-- START OF Information shown --

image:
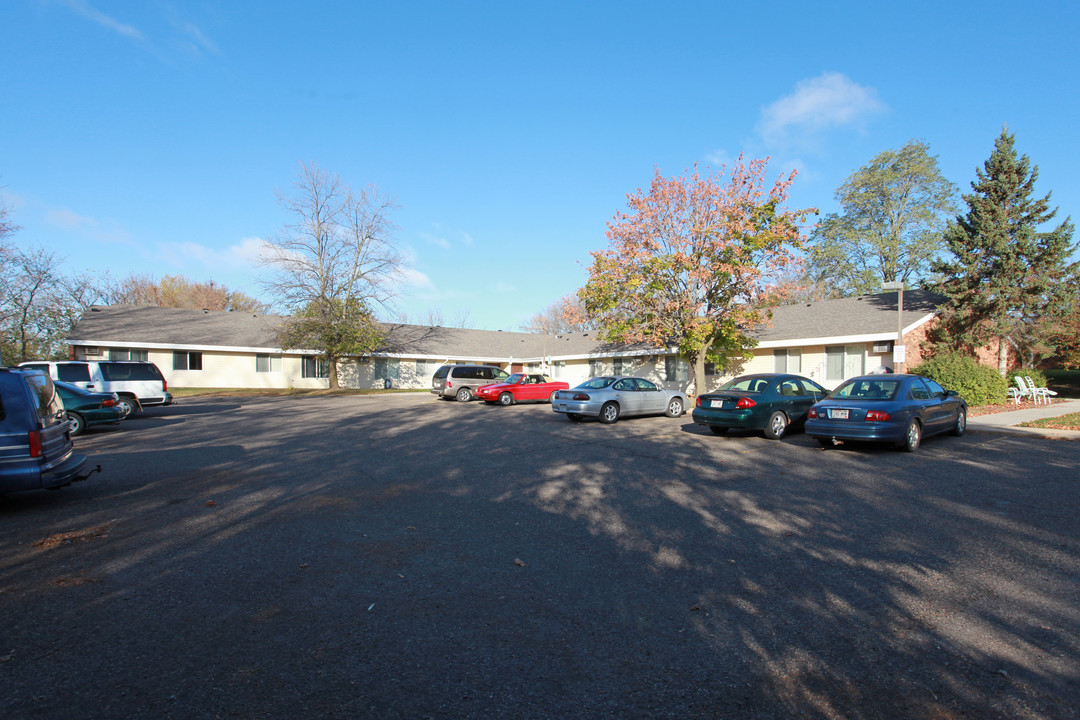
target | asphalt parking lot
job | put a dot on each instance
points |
(397, 556)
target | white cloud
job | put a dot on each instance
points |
(242, 256)
(718, 158)
(828, 100)
(198, 40)
(435, 240)
(83, 8)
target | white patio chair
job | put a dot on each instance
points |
(1045, 393)
(1021, 391)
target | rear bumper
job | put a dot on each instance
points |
(742, 419)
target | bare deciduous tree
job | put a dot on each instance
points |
(567, 314)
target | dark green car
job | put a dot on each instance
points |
(770, 402)
(85, 409)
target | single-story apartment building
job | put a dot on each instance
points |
(827, 340)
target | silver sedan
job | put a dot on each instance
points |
(610, 397)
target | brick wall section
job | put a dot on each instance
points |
(918, 349)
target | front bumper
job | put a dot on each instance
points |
(871, 432)
(577, 407)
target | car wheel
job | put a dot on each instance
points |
(127, 407)
(777, 425)
(961, 423)
(609, 413)
(912, 436)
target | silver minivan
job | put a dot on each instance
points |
(461, 381)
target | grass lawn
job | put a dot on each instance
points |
(1070, 421)
(1065, 383)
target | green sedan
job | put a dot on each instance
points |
(769, 402)
(85, 409)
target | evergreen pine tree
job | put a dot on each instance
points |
(1003, 274)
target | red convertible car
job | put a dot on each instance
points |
(521, 386)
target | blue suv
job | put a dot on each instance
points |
(36, 448)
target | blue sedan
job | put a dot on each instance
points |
(901, 409)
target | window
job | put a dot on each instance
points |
(187, 361)
(426, 368)
(844, 362)
(73, 371)
(388, 368)
(125, 354)
(266, 363)
(787, 361)
(676, 369)
(314, 367)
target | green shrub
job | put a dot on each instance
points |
(976, 383)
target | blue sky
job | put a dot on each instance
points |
(151, 136)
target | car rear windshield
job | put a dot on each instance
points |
(746, 384)
(118, 371)
(73, 372)
(596, 383)
(50, 406)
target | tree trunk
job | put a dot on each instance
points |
(699, 375)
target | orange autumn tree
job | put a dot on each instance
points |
(697, 262)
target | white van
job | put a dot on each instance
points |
(136, 384)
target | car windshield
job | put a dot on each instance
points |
(748, 384)
(864, 389)
(595, 383)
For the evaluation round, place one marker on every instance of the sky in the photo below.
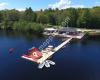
(44, 4)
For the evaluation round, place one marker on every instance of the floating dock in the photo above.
(50, 53)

-- END OF Information shown --

- **What to work on**
Reproduce all the records above, replacing "put a dot on each instance" with "mark every instance" wherever it occurs and leaving everything else unchanged. Leave out the pictures.

- **Solution for this exercise**
image:
target | asphalt parking lot
job | mark every instance
points |
(397, 556)
target | white cloud
job | mark every instance
points |
(242, 256)
(718, 158)
(828, 100)
(198, 40)
(435, 240)
(83, 8)
target | white patio chair
job | mark every instance
points |
(1045, 393)
(1021, 391)
target | rear bumper
job | mark every instance
points |
(742, 419)
target | bare deciduous tree
job | mark every instance
points |
(567, 314)
target | dark green car
job | mark every instance
points |
(770, 402)
(85, 409)
target | single-story apartment building
job | mark every instance
points |
(827, 340)
target | silver sedan
job | mark every instance
points |
(610, 397)
target | brick wall section
job | mark every instance
points |
(918, 349)
target | front bumper
job | mark every instance
points |
(871, 432)
(577, 407)
target | car wheel
job | mark every instance
points |
(127, 407)
(777, 425)
(961, 423)
(609, 413)
(912, 436)
target | silver minivan
job | mark every instance
points |
(461, 381)
target | grass lawn
job | mark every instance
points |
(1070, 421)
(1065, 383)
target | green sedan
job | mark every instance
points |
(769, 402)
(85, 409)
target | evergreen pine tree
job | mark every instance
points |
(1003, 274)
target | red convertible car
job | mark every instance
points |
(521, 386)
target | blue suv
job | mark every instance
points |
(36, 448)
target | blue sedan
job | mark every instance
points |
(901, 409)
target | window
job | mark every instance
points |
(187, 361)
(426, 368)
(844, 362)
(73, 371)
(388, 368)
(125, 354)
(266, 363)
(787, 361)
(676, 369)
(314, 367)
target | green shrub
job | mark every instance
points |
(976, 383)
target | blue sky
job | mark every instance
points |
(151, 136)
target | car rear windshield
job | mark every instance
points |
(746, 384)
(118, 371)
(73, 372)
(596, 383)
(50, 406)
target | tree trunk
job | mark every instance
points |
(699, 375)
target | orange autumn tree
job | mark every instance
points |
(697, 262)
target | white van
job | mark every instance
points |
(136, 384)
target | car windshield
job | mark every instance
points |
(748, 384)
(864, 389)
(595, 383)
For the evaluation round, place one marker on every instance of the sky in the photo below.
(44, 4)
For the evaluation round, place one marker on every instance of the floating dock in the photo above.
(50, 53)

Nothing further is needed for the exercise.